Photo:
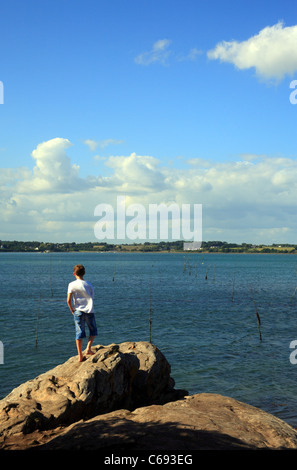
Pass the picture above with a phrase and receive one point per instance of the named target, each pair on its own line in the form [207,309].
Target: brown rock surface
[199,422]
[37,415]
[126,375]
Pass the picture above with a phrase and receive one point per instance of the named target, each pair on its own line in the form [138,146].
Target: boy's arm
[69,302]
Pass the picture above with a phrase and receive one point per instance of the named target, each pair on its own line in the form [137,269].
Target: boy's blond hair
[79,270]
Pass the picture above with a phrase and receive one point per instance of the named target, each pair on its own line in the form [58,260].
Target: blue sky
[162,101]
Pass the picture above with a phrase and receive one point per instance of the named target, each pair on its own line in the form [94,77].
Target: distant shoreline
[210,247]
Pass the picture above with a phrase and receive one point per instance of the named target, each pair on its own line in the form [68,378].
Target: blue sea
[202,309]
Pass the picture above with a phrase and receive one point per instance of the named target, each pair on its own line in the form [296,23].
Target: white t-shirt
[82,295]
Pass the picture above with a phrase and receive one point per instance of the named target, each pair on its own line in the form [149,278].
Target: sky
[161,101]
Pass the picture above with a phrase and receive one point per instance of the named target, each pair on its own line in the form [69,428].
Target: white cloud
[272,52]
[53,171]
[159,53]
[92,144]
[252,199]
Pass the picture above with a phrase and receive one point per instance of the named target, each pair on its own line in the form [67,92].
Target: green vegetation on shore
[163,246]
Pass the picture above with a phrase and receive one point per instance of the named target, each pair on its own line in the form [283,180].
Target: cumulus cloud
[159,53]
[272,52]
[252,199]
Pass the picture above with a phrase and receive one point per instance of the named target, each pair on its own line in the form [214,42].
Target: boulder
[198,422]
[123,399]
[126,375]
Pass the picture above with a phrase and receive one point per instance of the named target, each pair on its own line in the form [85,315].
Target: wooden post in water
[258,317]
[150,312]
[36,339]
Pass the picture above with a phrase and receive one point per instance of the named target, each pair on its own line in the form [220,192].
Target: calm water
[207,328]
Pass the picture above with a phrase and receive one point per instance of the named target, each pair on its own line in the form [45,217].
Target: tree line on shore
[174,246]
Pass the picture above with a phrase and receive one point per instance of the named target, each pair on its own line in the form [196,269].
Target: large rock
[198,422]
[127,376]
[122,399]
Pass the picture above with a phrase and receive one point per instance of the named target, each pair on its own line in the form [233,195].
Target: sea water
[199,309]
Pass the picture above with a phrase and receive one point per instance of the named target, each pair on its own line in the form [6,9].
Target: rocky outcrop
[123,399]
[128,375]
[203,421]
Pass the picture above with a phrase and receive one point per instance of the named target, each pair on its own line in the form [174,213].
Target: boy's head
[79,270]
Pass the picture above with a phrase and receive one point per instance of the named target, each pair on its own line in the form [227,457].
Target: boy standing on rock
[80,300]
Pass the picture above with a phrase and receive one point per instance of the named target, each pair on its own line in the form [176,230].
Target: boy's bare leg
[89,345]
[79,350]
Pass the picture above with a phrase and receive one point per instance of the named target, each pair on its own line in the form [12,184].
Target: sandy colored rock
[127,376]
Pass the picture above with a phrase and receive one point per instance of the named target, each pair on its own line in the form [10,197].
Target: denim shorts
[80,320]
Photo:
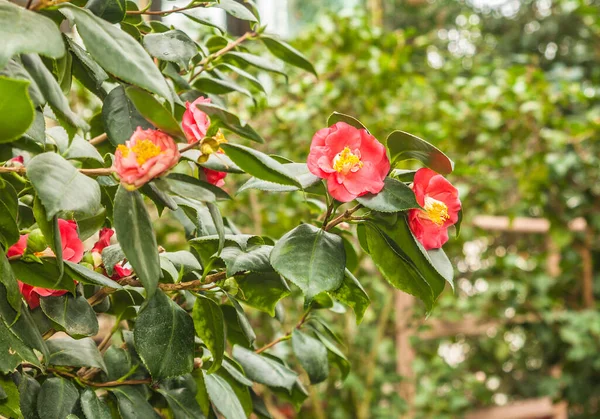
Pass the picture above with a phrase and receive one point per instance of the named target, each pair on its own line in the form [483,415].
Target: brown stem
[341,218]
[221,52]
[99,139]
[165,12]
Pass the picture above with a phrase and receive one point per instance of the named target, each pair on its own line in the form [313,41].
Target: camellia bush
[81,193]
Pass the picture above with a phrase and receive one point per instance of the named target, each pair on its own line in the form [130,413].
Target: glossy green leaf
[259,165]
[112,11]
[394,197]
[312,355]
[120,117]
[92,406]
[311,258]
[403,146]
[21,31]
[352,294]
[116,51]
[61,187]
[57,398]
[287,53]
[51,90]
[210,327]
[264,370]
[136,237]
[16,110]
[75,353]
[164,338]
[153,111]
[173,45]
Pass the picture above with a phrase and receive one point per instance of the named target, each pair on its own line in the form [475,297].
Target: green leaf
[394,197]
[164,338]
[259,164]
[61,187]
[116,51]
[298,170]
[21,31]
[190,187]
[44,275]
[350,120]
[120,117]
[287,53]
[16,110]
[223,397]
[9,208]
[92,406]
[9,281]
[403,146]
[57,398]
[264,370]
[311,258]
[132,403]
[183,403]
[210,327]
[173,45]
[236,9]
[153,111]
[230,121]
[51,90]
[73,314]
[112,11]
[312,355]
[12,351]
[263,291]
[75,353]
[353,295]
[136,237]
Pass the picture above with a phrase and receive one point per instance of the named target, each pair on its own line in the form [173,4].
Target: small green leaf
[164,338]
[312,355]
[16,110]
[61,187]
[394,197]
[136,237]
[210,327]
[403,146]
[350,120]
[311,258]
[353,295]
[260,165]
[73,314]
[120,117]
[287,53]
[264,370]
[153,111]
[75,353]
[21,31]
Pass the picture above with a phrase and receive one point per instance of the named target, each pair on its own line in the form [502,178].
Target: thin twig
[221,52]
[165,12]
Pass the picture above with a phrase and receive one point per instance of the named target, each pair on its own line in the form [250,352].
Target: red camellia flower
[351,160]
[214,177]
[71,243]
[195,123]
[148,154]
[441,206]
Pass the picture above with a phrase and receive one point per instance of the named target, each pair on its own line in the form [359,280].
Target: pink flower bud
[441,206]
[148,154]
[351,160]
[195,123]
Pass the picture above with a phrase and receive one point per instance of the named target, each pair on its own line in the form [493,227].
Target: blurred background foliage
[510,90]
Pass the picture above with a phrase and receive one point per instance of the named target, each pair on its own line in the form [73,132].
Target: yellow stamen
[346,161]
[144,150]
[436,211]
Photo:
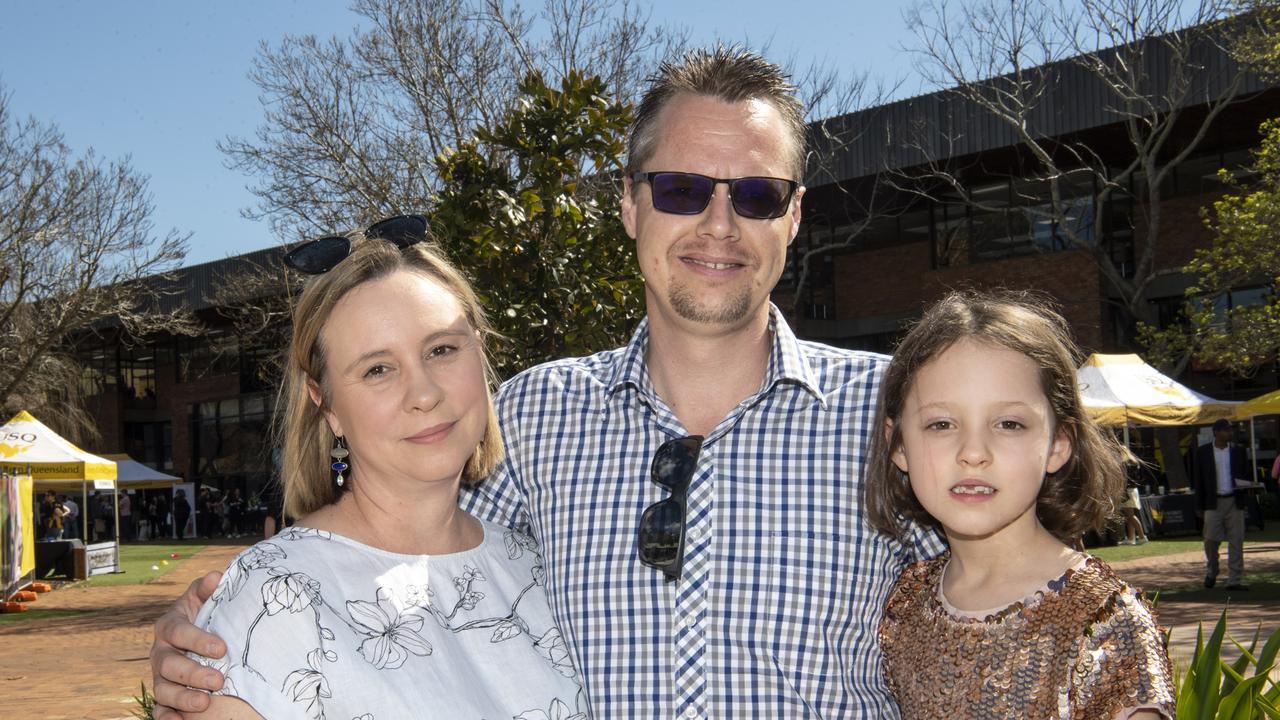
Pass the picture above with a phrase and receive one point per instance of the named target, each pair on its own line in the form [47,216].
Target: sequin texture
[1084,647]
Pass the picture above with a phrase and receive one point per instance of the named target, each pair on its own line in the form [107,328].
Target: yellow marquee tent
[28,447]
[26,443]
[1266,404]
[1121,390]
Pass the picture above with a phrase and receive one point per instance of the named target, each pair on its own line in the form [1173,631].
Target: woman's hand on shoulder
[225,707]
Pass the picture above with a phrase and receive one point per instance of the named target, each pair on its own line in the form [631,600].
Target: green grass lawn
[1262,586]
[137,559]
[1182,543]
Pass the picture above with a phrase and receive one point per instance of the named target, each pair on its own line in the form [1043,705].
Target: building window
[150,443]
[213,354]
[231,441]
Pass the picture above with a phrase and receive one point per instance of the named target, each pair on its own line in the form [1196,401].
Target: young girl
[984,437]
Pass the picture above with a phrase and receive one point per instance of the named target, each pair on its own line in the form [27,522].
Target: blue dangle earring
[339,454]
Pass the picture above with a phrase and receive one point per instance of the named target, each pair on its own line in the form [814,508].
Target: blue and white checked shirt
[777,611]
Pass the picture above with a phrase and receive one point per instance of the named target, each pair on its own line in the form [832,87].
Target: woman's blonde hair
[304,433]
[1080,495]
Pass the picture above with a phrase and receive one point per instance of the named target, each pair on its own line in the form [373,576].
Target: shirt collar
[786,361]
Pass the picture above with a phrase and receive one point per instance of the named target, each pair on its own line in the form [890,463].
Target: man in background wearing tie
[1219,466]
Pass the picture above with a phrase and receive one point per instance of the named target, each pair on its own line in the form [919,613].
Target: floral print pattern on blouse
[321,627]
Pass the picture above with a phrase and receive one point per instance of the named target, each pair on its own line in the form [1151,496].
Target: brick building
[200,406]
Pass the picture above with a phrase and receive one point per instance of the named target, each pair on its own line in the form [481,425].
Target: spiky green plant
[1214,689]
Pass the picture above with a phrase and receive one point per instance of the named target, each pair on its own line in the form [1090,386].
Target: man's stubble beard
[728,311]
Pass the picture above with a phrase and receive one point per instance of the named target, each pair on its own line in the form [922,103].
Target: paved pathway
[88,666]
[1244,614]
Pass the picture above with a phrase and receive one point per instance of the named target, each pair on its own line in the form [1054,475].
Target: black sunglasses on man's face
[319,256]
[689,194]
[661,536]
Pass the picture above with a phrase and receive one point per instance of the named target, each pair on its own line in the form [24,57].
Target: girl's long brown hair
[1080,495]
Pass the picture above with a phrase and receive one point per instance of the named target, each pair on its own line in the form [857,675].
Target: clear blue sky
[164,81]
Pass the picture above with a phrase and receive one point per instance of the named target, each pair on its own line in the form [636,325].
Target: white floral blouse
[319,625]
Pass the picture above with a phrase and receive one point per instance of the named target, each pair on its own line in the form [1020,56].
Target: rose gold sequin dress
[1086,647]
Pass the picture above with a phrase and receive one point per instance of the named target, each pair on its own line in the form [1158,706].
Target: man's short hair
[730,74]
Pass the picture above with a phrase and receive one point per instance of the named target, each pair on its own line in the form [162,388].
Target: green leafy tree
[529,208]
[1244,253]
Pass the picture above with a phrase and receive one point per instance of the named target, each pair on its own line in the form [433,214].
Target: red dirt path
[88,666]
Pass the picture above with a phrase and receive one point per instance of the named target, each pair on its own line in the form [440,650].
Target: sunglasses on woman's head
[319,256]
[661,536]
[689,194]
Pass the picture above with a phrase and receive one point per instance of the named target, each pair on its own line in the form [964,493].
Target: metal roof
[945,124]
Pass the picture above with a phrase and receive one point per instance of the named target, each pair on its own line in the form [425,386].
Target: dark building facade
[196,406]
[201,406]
________________________
_What the exercise asks_
Could you repeat exactly the lines in the listing above from the one with "the form [481,425]." down to the one with "the form [1054,475]."? Include both of those lines.

_Solution to this task_
Pass the picture above with a phrase and receive one point per instance of the named target, each pair on its own line in the form [481,425].
Target: spiky green plant
[1214,689]
Pass the picture above with a phrase and receive one point per instance of the named target, each pair on its own line in the form [1090,386].
Target: man's stubble beard
[728,311]
Pass the picture above with a phrase and receive one point per instance of the named target, each pair on its own line in the form [922,103].
Target: paved pathway
[88,666]
[1244,614]
Pass the picture above with a phrase and receive one point per instance of the named target, each pair on its own line in the form [1054,475].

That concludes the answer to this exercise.